§ WHAT YOU HAVE TO DO:
For the material that follows, list every line containing the word "cloud".

§ GIVEN ENTRIES:
______________________________
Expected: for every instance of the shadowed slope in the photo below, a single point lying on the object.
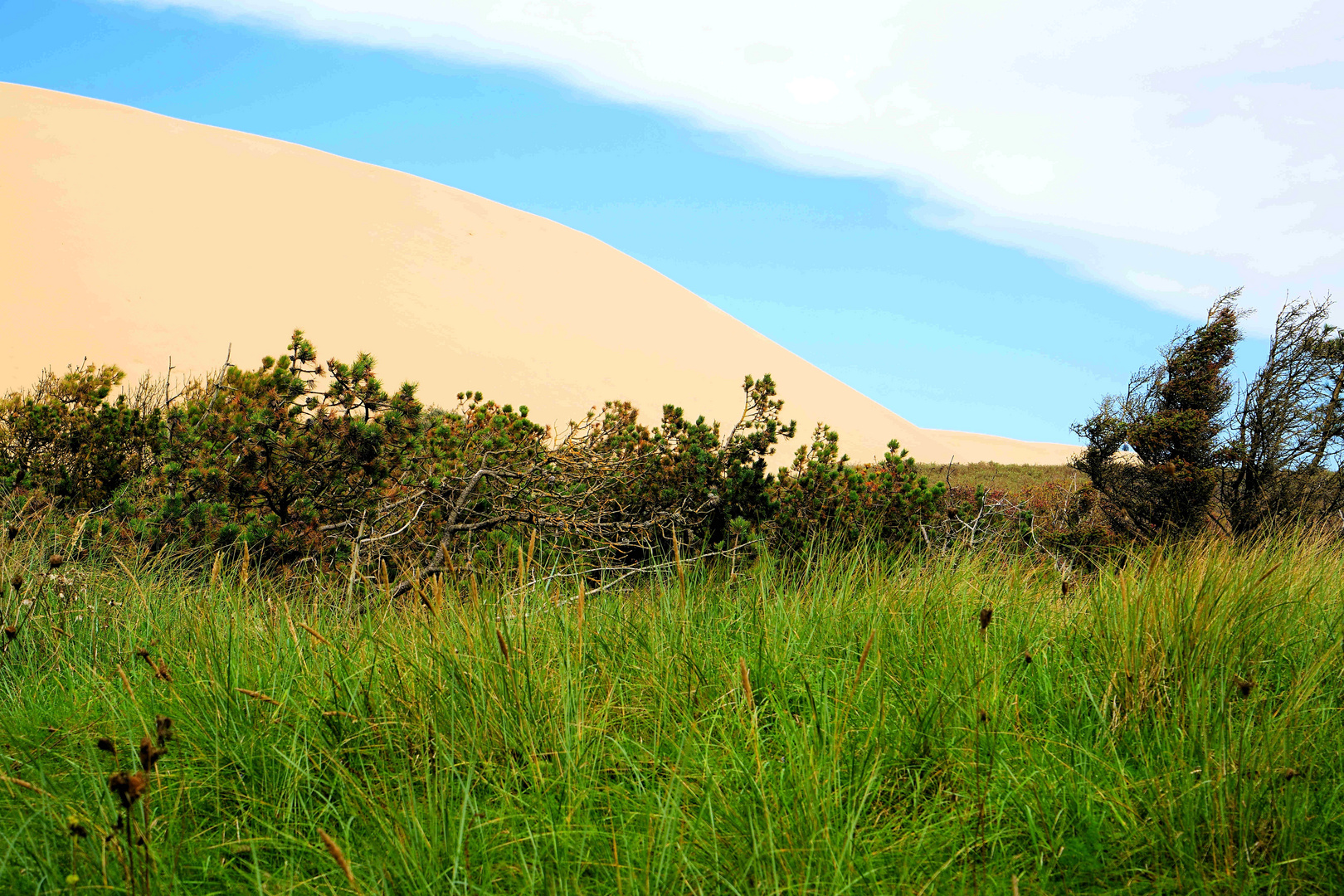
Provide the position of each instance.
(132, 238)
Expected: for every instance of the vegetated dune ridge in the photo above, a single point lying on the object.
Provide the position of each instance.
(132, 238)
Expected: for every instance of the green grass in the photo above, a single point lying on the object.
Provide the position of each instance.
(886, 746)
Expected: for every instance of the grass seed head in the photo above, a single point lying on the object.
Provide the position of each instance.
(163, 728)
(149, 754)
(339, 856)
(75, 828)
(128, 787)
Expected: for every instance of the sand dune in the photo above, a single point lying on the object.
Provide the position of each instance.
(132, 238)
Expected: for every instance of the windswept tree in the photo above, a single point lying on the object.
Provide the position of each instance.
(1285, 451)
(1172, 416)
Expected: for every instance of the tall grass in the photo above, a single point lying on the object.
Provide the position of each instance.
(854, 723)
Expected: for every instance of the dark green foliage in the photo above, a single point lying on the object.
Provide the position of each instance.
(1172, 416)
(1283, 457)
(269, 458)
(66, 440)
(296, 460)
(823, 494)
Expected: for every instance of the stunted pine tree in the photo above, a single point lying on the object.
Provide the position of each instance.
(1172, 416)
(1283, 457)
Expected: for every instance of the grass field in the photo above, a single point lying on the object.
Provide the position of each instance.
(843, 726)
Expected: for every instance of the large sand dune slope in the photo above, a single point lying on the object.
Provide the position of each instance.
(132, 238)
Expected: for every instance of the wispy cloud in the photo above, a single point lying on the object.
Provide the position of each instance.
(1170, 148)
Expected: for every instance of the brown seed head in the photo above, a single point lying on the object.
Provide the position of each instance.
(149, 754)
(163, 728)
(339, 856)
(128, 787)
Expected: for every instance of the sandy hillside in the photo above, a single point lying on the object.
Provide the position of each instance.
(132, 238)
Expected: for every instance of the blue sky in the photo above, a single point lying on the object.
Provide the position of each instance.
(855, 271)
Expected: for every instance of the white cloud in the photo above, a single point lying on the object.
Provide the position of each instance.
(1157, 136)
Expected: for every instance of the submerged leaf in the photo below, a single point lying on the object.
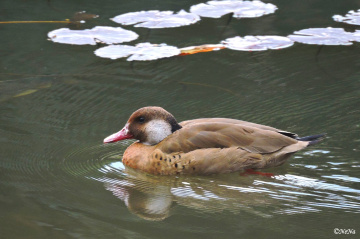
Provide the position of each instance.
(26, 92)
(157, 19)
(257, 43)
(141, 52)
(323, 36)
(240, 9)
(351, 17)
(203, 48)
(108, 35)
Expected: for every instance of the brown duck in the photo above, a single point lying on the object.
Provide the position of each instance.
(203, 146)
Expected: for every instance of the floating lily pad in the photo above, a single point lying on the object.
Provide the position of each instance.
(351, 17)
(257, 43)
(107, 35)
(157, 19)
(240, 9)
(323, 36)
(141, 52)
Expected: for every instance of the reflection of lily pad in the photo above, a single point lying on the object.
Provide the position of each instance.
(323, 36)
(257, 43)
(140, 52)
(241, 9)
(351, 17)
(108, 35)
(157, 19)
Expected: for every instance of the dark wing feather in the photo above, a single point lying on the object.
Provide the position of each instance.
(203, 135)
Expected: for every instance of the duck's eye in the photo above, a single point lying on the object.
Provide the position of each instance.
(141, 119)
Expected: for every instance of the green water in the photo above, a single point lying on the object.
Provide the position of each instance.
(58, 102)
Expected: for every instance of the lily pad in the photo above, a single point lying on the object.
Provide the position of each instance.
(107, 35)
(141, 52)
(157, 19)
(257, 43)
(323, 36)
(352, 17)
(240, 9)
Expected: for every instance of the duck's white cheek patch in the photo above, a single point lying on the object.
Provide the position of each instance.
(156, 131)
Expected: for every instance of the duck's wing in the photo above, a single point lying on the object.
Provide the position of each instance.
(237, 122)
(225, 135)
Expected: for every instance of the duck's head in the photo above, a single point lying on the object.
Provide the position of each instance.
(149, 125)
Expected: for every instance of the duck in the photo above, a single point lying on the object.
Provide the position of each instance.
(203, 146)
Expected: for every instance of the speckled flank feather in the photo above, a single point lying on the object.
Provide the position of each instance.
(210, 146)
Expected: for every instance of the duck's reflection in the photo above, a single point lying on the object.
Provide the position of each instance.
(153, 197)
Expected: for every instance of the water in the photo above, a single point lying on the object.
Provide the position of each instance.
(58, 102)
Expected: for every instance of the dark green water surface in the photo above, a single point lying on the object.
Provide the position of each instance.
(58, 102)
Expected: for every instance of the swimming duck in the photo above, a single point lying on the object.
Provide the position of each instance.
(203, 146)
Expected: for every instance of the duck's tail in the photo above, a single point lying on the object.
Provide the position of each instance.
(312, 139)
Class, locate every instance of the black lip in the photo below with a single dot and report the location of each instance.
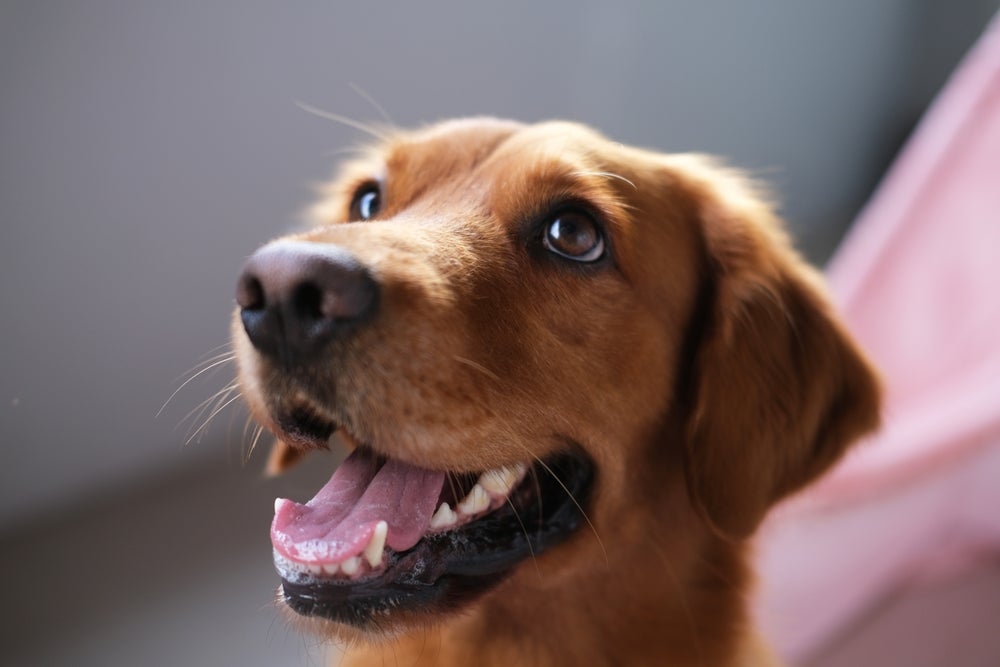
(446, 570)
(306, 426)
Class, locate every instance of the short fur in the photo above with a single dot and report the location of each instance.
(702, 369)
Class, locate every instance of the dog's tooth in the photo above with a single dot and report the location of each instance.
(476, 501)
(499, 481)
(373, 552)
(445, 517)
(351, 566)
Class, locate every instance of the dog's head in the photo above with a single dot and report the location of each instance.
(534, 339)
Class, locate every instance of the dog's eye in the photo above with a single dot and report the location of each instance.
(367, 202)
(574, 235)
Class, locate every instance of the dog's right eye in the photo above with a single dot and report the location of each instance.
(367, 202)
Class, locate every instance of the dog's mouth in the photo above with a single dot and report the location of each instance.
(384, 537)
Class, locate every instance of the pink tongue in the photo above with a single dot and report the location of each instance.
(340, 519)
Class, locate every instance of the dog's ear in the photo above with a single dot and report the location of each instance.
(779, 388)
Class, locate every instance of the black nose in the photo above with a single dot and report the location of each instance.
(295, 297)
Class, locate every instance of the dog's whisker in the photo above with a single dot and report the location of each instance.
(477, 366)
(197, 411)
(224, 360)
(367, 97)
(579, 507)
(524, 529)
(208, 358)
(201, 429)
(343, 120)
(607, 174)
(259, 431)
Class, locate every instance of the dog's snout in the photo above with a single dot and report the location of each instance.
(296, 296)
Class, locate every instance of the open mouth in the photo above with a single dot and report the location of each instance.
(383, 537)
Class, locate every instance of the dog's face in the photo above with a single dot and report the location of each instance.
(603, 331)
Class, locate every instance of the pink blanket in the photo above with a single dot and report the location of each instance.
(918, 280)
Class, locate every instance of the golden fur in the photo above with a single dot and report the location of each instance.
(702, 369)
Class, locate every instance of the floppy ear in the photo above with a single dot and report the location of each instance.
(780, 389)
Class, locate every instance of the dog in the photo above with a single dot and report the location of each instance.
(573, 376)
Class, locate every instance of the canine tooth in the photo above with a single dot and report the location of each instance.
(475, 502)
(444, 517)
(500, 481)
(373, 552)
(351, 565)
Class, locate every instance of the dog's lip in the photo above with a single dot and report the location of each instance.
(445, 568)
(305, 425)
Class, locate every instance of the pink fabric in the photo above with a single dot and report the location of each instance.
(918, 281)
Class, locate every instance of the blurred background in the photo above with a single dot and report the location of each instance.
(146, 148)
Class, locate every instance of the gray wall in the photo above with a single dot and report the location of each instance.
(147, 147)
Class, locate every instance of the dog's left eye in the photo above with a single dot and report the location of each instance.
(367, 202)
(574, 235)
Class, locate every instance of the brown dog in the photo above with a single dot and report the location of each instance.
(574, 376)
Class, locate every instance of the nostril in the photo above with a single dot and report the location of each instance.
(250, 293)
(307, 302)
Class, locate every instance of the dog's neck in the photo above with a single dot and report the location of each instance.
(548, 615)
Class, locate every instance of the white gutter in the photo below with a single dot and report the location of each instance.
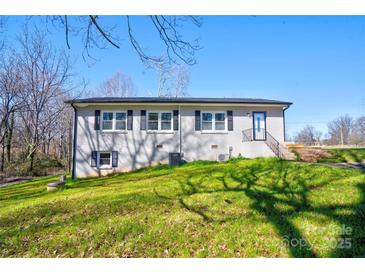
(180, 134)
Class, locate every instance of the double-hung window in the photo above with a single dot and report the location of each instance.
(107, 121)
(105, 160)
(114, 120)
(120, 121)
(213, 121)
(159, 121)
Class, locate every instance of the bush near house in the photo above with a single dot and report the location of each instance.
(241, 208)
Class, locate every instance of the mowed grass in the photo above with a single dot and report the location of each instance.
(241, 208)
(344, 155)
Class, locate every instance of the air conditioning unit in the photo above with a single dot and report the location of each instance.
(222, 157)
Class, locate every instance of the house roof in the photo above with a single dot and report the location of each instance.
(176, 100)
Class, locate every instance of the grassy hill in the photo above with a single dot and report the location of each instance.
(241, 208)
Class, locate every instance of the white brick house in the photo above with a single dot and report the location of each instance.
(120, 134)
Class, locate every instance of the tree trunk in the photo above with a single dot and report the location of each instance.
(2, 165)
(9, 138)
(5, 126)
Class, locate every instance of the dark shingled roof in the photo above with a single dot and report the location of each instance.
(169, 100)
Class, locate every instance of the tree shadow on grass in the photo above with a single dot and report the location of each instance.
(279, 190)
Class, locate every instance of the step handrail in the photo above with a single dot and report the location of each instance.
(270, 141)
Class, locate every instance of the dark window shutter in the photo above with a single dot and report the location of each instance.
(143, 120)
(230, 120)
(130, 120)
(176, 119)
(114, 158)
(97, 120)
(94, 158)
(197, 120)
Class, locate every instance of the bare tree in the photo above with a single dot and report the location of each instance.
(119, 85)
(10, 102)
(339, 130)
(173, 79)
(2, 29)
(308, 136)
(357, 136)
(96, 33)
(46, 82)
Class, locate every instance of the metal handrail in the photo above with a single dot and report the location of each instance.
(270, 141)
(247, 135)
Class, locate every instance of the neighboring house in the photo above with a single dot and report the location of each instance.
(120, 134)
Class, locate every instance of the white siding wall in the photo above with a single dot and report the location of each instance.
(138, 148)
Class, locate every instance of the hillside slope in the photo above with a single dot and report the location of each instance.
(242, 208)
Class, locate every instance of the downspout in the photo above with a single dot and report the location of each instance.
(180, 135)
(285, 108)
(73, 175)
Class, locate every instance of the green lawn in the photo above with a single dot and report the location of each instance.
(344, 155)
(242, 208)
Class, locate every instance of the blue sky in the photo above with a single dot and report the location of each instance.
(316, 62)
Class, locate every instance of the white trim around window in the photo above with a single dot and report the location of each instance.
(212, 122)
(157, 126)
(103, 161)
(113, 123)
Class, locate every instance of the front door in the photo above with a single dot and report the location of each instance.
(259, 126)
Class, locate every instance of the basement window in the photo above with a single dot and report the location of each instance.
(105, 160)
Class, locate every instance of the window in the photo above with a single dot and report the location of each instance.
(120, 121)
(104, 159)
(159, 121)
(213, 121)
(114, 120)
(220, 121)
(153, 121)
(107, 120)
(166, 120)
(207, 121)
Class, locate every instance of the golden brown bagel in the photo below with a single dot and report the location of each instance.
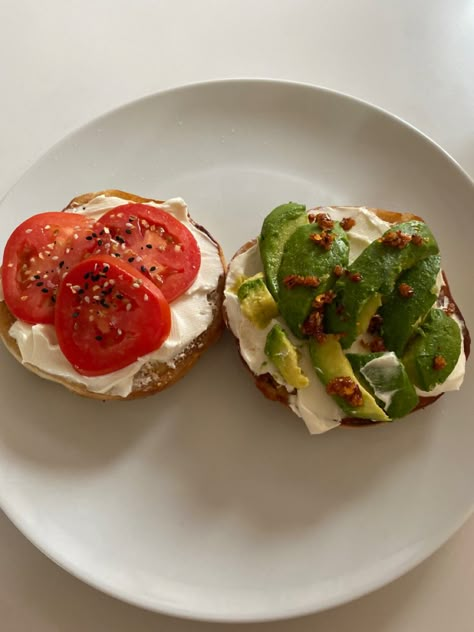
______________________________
§ EXPECTED ANSWER:
Expected: for every instance of the wispy cloud in the photo above, a single point lying on the object.
Expected: for every instance of the white cloud in the photo above, a single point lying on the object.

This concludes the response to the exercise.